▶ **WHAT YOU NEED TO DO**:
Write the next part of the passage on leptin receptor signaling and intestinal glucose transport in db/db mice, starting after its last sentence.

As hyperleptinemic db/db mice have fully functional LEPRa, but lack functional LEPRb, we hypothesized that treatment with CST would compete with leptin for binding to LEPRa and decrease leptin action. This prompted us to assess the role of LEPRa signaling for SGLT1 regulation. We found that after 7 days of CST treatment, intestinal SGLT1 expression and abundance in db/db mice was completely restored. However, this restoration was associated with an increase in blood glucose in db/db and control mice that we think is possibly mediated by LEPRa. Interfering with LEPR signaling via CST under supraphysiological leptin levels (as found in db/db mice) restores SGLT1 abundance and consequently increases blood glucose levels. Of note, CST treatment normalized intestinal proliferation and villus length. Although there is a long-term effect of CST on intestinal SGLT1 abundance, proliferation, villus length, and blood glucose levels, this study did not show an acute effect of CST on intestinal glucose uptake in OGTT. This discrepancy may be because of the time frame of the experiments and/or gastric breakdown of the CST peptide (when added to the glucose gavage solution as done in our experiments). Further studies are needed to better understand the interaction of CST and leptin as well as identify the possible existence of other factors involved in regulating intestinal turnover and Na⁺-dependent glucose transport, the latter possibly ex vivo by employing Ussing chambers experiments.

Recent data suggest that CST can improve leptin signaling in chromogranin A knockout mice that are found to be hyperleptinemic.²⁴ Consistent with our hypothesis, CST treatment in a diet-induced obesity mouse model, which results in peripheral resistance to leptin,⁵⁷ was able to increase lipolysis and decrease body weight and adipose tissue mass.²⁴ At this point we only can postulate reasons for these responses: (1) chromogranin A knockout mice have only mildly elevated plasma leptin levels that might pose a less stringent stressor compared with the severely elevated plasma leptin levels observed in db/db mice, (2) in contrast to the preserved leptin signaling in the brain of diet-induced obesity mouse models, LEPRb-mediated signaling is absent in the entire body of db/db mice that might contribute to different responses, and (3) in ob/ob mice where CST does not directly influence leptin receptor signaling, other regulatory factors might contribute to these contrasting responses. Of note, CST possibly has opposing effects on leptin signaling in different organs that may be based on LEPR isoform expression. The use of tissue-specific LEPR isoform knockout models and diet-induced obesity models might help determine the reason for these differences.

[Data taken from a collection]
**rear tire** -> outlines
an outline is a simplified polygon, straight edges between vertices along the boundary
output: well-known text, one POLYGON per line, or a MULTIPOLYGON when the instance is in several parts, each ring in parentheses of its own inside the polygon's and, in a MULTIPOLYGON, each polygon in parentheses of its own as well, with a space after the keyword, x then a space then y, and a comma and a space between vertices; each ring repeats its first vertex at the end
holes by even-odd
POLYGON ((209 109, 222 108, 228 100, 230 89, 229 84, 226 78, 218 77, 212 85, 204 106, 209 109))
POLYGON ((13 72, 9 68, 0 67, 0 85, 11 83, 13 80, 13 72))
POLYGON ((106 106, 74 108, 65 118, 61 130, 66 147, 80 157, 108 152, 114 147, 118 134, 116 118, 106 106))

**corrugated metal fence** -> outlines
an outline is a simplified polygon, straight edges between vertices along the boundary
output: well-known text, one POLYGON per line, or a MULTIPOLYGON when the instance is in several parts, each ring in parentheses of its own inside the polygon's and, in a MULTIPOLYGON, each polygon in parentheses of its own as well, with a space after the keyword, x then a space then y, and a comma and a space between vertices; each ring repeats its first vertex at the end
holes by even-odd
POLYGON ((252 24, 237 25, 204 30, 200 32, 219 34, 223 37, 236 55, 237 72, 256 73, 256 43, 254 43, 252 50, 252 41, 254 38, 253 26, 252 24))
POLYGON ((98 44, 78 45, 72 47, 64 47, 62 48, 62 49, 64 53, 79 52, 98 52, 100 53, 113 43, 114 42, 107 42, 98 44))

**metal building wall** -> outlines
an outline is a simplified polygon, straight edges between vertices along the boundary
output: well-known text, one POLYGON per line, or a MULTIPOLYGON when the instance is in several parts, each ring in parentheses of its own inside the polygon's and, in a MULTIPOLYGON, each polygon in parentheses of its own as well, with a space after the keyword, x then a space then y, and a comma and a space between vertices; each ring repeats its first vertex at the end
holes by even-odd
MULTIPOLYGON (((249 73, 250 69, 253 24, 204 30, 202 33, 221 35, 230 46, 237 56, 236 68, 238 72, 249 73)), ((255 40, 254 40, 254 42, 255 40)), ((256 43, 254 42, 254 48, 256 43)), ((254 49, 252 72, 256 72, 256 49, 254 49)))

▶ **EXERCISE ANSWER**:
Although this study provides insights into the role of leptin for intestinal hyperplasia and SGLT1 abundance, it has a number of limitations. Our results show for the first time that leptin signaling, possibly through LEPRa, mediates the downregulation of SGLT1 protein and localization. However, we are yet to determine whether hyperplasia and/or SGLT1 abundance is directly regulated via LEPRa because other short forms of the leptin receptor, including LEPRc, d, and f, are also functional. The complexity of the system is reinforced by the existence of heteromerization between different LEPR isoforms.^{58, 59} In addition, there is a possibility that hyperplasia and/or SGLT1 abundance in the intestinal mucosa are indirectly regulated via signaling of a different pathway/hormone.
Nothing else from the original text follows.